Isaac the Rhetorical Dog

an addendum to WORDS THE DOG KNOWS
compiled by Lisa Vinebaum,
also known as Auntie V.

After spending a week with Isaac the Wonder Dog Auntie V issued this statement:

sure isaac knows his name and a ton of ball-chasing + walking commands. big deal. m+d don’t give isaac enough credit for the theoretical aspect of his vocabulary, which i was fortunate enough to coax out of him when i wasn’t scaring him by screaming at the tv.

here then, is an updated list of some of the words isaac the wonder dog knows. (sadly he still has problems with his reference citation skills). thx isaac, for all your help with my dissertation this past week.

xo av.

ISAAC
Belief is the act of imagining. It is what the act of imagining is called when the object created is credited with more reality (and all that is entailed in greater “realness,” more power, more authority) than oneself. It is when the object created is in fact described as though it instead created you. It ceases to be the “offspring” of the human being and becomes the thing from which the human being himself sprung forth. It is in this act that ISAAC yields against all phenomenal assessment to Abraham, that Abraham yields to God, and the reader yields to the narrative.

— Elaine Scarry, The Body in Pain: The Making and Unmaking of the World

STAY
The Napoleonic failure to unite Europe under the French flag was a clear indication that conquest by a nation led either to the full awakening of the conquered people’s national consciousness and to consequent rebellion against the conqueror, or to tyranny. And though tyranny, because it needs no consent, may successfully rule over foreign peoples, it can STAY in power only if it destroys first of all the national institutions of its own people.

— Hannah Arendt, The Origins of Totalitarianism.

NO
NO Beast is there without glimmer of infinity,
NO eye so vile nor abject that brushes not
Against lightning from on high, now tender, now fierce.

— Victor Hugo, La Légende des siècles

SIT
The mutual improvement school was to exploit still further this control of behaviour by the system of signals to which one had to react immediately. Even verbal orders were to function as elements of signalization: ‘Enter your benches. At the word enter, the children bring their right hands down on the table with a resounding thud and at the same time put one leg into the bench; at the words your benches they put the other leg in and SIT down opposite their slates… Take your slates.

# # # # # # #

◆ REQUIRED ACTIONS ◆
**a.** Write out the stretch of the addendum about Isaac from "here then, is" through "this past week.", word for word.
**b.** In the addendum about Isaac, shorten the paragraph beginning "The Napoleonic failure to unite Europe" and keep its main facts.
**c.** According to the addendum about Isaac, who compiled it?

◆ INFORMATION SHOWN ◆

# # # # # # #

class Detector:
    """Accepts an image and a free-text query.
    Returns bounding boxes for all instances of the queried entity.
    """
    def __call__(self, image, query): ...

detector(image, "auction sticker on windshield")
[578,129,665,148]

# # # # # # #

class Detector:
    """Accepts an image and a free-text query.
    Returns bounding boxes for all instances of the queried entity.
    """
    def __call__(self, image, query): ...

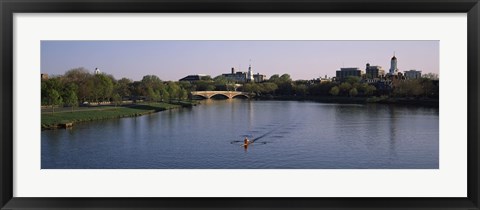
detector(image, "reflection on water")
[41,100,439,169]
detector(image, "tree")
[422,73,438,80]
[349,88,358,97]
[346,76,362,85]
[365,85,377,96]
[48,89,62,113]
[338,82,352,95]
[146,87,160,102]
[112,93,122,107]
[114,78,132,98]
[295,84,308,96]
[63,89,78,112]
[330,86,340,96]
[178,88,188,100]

# # # # # # #

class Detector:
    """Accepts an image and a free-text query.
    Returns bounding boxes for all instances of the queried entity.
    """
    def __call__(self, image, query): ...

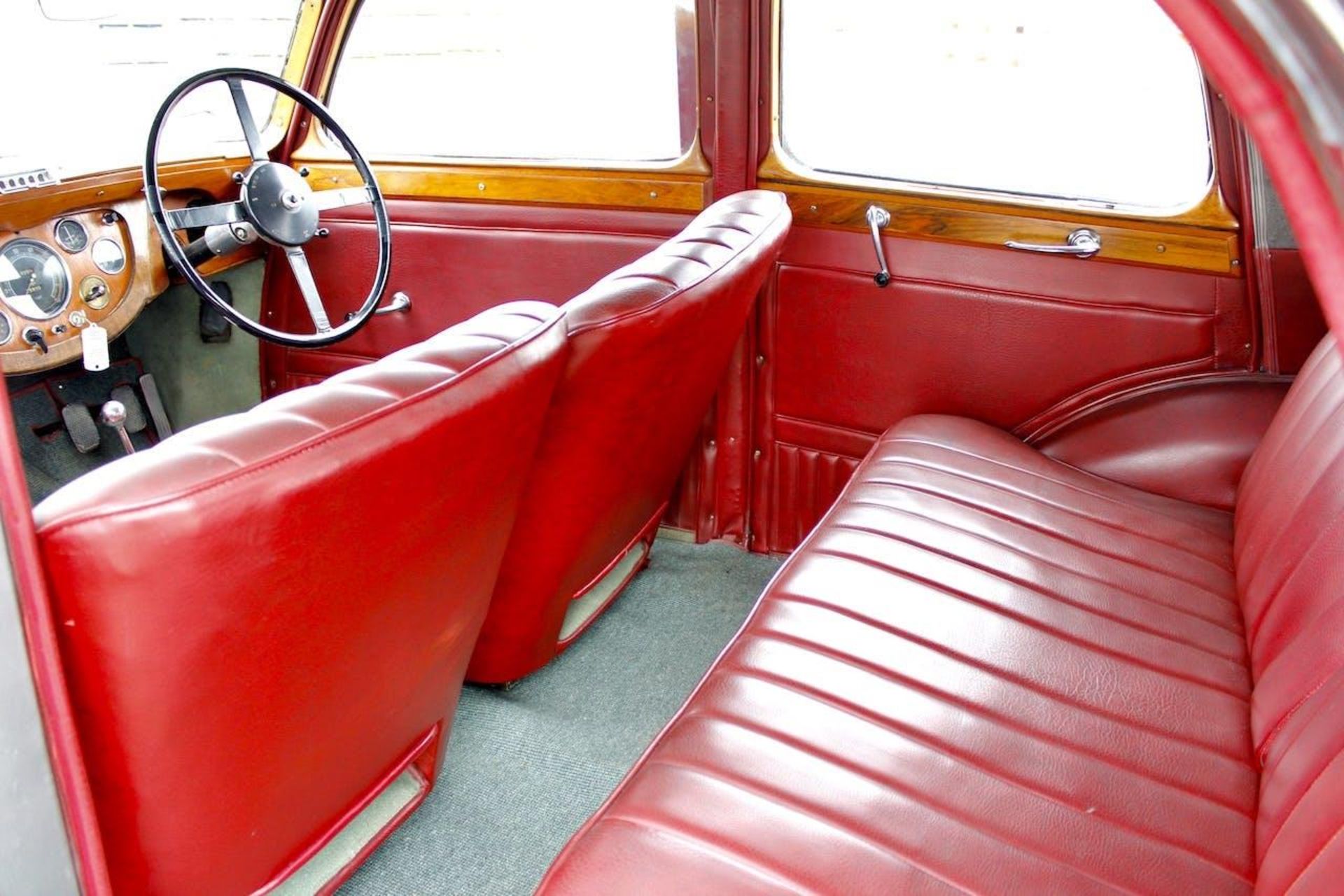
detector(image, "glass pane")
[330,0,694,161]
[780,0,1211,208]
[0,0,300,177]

# # # # # # #

◆ THE ANSWERS ◆
**a.**
here then, is an updated list of some of the words isaac the wonder dog knows. (sadly he still has problems with his reference citation skills). thx isaac, for all your help with my dissertation this past week.

**b.** Napoleon's failure to unite Europe under the French flag showed that conquest by a nation leads either to the conquered people's full national awakening and rebellion, or to tyranny. Tyranny needs no consent and may rule foreign peoples successfully. It can stay in power only by first destroying its own people's national institutions.

**c.** Lisa Vinebaum, also known as Auntie V.